> À FAIRE:
1. Dans l'extrait d'arrêt, combien de pièces nouvelles accompagnaient l'écriture spontanée envoyée par le contribuable à la chambre administrative ?
2. Recopiez le passage de l'extrait d'arrêt en commençant aux mots « B. a. Par acte » et en vous arrêtant après les mots « les deux précités. ».

───── EXTRAIT DU DOCUMENT ─────

ATA/839/2023 du 09.08.2023 ( PROC ) , REJETE

Recours TF déposé le 11.09.2023, rendu le 25.10.2023, REJETE, 9C_368/2023, 9C_549/2023
En fait
En droit
RÉPUBLIQUE ET CANTON DE GENÈVE

 

POUVOIR JUDICIAIRE

A/2248/2023-PROC ATA/839/2023

COUR DE JUSTICE

Chambre administrative

Arrêt du 9 août 2023

4ème section

 

dans la cause

 

A______ demandeur
représenté par Me Annette MICUCCI, avocate

contre

ADMINISTRATION FISCALE CANTONALE

et

ADMINISTRATION FÉDÉRALE DES CONTRIBUTIONS défenderesses


 

 

 

 

 


EN FAIT

A. a. Par arrêt du 18 avril 2023, la chambre administrative de la Cour de justice a partiellement admis le recours formé par A______ contre le jugement du Tribunal administratif de première instance (ci‑après : TAPI) du 31 août 2022. Les bordereaux de rappel et d’amende de l’impôt communal et cantonal (ICC) et de l’impôt fédéral direct (IFD) pour l’année fiscale 2007 étaient annulés car prescrits et ceux relatifs à l’année fiscale 2008 annulés dans la mesure reconnue par l’administration fiscale cantonale (ci-après : AFC-GE). Le dossier était renvoyé à celle-ci afin qu’elle établisse à nouveau des bordereaux de rappel et d’amende pour 2008 tenant compte des rectifications qu’elle avait admises.

Il ressort de cet arrêt que par courrier du 14 mars 2023, les parties avaient été informées que la cause était gardée à juger et que le 13 avril 2023, le contribuable avait fait parvenir à la chambre administrative une écriture spontanée accompagnée de cinq pièces nouvelles. Cette écriture et lesdites pièces se rapportaient à la question de savoir si l’intéressé avait exercé une activité indépendante en France durant la période fiscale litigieuse.

b. A______ a saisi le Tribunal fédéral d’un recours contre cet arrêt. La procédure est pendante (9C_368/2023).

B. a. Par acte expédié le 4 juillet 2023 à la chambre administrative, A______ a formé une demande en révision de l’arrêt précité. Il a conclu, sur rescindant, à l’annulation de celui-ci et, sur rescisoire, à la récusation de B______ « pour la procédure cantonale », à ce que soient écartées du dossier les pièces provenant de la DAPE, à l’annulation des décisions dont était recours et au renvoi de la cause à l’AFC-GE pour nouvelles enquêtes et décisions. Préalablement, il convenait d’ordonner à B______ de produire « l’intégralité de ses échanges de courriels, de messages téléphoniques, de quelque nature que ce soit (« SMS », « WhatsApp » ou toute autre messagerie), y compris les pièces jointes, avec C______ » et d’auditionner les deux précités.

───── LISTE ─────

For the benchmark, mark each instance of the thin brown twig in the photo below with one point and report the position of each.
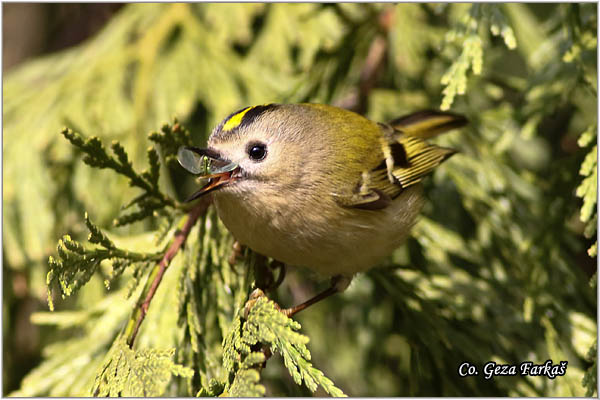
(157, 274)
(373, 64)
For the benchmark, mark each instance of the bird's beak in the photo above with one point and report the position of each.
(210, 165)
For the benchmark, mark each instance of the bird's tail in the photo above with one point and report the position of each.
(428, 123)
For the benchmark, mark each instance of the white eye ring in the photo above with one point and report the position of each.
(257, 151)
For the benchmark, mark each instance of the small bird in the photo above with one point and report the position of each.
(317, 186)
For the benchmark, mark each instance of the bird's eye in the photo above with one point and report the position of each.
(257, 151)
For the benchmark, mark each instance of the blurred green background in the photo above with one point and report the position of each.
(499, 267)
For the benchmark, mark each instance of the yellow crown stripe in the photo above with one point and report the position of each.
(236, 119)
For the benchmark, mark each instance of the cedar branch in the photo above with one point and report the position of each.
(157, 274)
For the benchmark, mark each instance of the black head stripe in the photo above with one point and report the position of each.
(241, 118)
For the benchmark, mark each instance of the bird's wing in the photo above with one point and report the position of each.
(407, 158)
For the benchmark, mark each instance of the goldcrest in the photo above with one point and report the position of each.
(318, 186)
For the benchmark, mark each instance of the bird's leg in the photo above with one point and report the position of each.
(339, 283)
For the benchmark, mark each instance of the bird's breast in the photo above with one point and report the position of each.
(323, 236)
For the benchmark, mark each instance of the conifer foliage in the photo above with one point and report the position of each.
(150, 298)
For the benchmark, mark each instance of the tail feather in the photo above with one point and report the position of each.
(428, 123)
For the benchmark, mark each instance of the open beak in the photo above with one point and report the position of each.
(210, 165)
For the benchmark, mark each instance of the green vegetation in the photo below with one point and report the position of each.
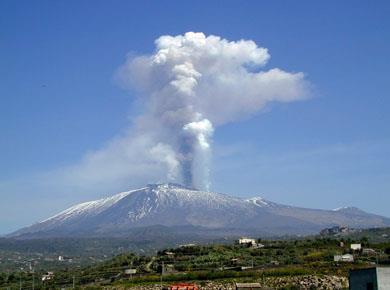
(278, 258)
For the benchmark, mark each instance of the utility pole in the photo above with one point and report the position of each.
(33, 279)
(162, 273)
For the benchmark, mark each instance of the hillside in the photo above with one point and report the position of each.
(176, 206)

─────

> RÉPONSES DANS L'ORDRE:
1. Cinq pièces nouvelles.

2.
B. a. Par acte expédié le 4 juillet 2023 à la chambre administrative, A______ a formé une demande en révision de l’arrêt précité. Il a conclu, sur rescindant, à l’annulation de celui-ci et, sur rescisoire, à la récusation de B______ « pour la procédure cantonale », à ce que soient écartées du dossier les pièces provenant de la DAPE, à l’annulation des décisions dont était recours et au renvoi de la cause à l’AFC-GE pour nouvelles enquêtes et décisions. Préalablement, il convenait d’ordonner à B______ de produire « l’intégralité de ses échanges de courriels, de messages téléphoniques, de quelque nature que ce soit (« SMS », « WhatsApp » ou toute autre messagerie), y compris les pièces jointes, avec C______ » et d’auditionner les deux précités.